> _Metin bölümü_
Mesut Yar Yollar konuşamaz ki şimdi!
HABERİ PAYLAŞ

Yollar konuşamaz ki şimdi!

Haberin Devamı

Siz Bamteli ile tanımış olabilirsiniz. Tayfun Talipoğlu ile bizim hukukumuz biraz daha eskiydi...

Birlikte gülüştüğümüz anıları ne onun kadar naif, ne de dokunaklılık fukarası sesimle anlatmam mümkün değil. Tayfun ağabeyin gönüllerin bamtelini yakalayan yetenekleri ve bakış açısı vardı. Ve bu halidir zaten ölümünün duyulmasından itibaren her yüreğe keskin bir çizik atan...

Çok kez programlarıma geldi. Çok kez dertleşip, hayat meselelerinden konuştuk. Kaz Dağları’nı, Ege’yi ama en çok Anadolu’yu severdi kuşkusuz...

Ve eminim ki “Anadolu nedir?” sorusuna onun kadar içtenlikli yanıt verecek çok ama çok az güzel insan vardır...

Kenti köyle buluşturan modern bir gezgin, şimdiki ekran gezginlerinin derinlemesine rol modeli ve her şeyden önce iyi bir dost yol hikayelerini artık bu dünyada anlatamayacak...

> _Verilen bilgiler_
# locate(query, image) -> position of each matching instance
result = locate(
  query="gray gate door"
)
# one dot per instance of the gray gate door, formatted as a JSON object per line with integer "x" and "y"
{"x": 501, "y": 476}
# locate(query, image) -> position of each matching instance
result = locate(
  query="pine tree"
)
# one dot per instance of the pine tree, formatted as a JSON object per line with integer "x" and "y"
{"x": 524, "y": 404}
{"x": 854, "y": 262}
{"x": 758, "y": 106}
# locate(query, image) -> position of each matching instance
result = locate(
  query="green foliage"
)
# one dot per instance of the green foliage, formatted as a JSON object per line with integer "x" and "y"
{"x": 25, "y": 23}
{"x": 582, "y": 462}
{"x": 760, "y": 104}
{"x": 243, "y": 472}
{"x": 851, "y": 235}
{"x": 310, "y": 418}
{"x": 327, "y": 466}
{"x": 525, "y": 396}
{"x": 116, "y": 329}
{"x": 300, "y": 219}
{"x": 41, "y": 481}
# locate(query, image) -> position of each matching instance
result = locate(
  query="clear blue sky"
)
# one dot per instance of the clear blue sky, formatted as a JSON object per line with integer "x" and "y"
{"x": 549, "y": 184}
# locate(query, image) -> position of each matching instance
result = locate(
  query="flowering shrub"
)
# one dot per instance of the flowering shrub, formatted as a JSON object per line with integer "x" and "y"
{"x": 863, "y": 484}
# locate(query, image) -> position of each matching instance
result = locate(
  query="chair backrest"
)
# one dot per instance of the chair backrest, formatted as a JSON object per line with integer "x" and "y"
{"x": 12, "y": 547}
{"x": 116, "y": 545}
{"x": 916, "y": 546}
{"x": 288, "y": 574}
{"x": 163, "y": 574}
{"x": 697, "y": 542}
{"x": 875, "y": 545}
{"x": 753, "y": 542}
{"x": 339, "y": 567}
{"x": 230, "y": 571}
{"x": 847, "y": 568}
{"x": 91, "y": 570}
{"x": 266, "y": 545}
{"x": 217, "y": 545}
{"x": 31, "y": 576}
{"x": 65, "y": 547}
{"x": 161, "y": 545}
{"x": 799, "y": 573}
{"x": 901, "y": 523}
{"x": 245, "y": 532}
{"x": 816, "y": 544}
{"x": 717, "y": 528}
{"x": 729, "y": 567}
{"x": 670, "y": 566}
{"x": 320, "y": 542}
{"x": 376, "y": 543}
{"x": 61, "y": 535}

> _Alıştırma görevleri_
(a) Talipoğlu hakkındaki yazıya dayanarak şu soruları yanıtlayın:
(i) Yazar, okurların Tayfun Talipoğlu'nu hangi programla tanımış olabileceğini söylüyor?
(ii) Talipoğlu en çok neresini severdi?
(iii) Yazı, Talipoğlu'nu kenti neyle buluşturan bir gezgin olarak tanımlıyor?
(b) Aşağıdaki ifadelerin Talipoğlu hakkındaki yazıyla uyuşup uyuşmadığını belirtin; her yanıt için belirleyici ifadeyi yazıdan aynen alıntılayın.
(i) Talipoğlu, yazarın programlarına hiç katılmadı.
(ii) Yazar, Talipoğlu ile hukukunun biraz daha eski olduğunu söylüyor.
(iii) Yazar, Talipoğlu'nu şimdiki ekran gezginleri için bir rol modeli olarak görüyor.
(c) Talipoğlu hakkındaki yazıda onun sevdiği belirtilen yerlerin tamamını sıralayın.
Materyal başka bir kaynaktan alınmıştır.

> _Görev sonuçları_
(a)
(i) Bamteli
(ii) Anadolu'yu
(iii) Köyle

(b)
(i) Hayır: "Çok kez programlarıma geldi."
(ii) Evet: "Tayfun Talipoğlu ile bizim hukukumuz biraz daha eskiydi"
(iii) Evet: "şimdiki ekran gezginlerinin derinlemesine rol modeli"

(c) Kaz Dağları, Ege, Anadolu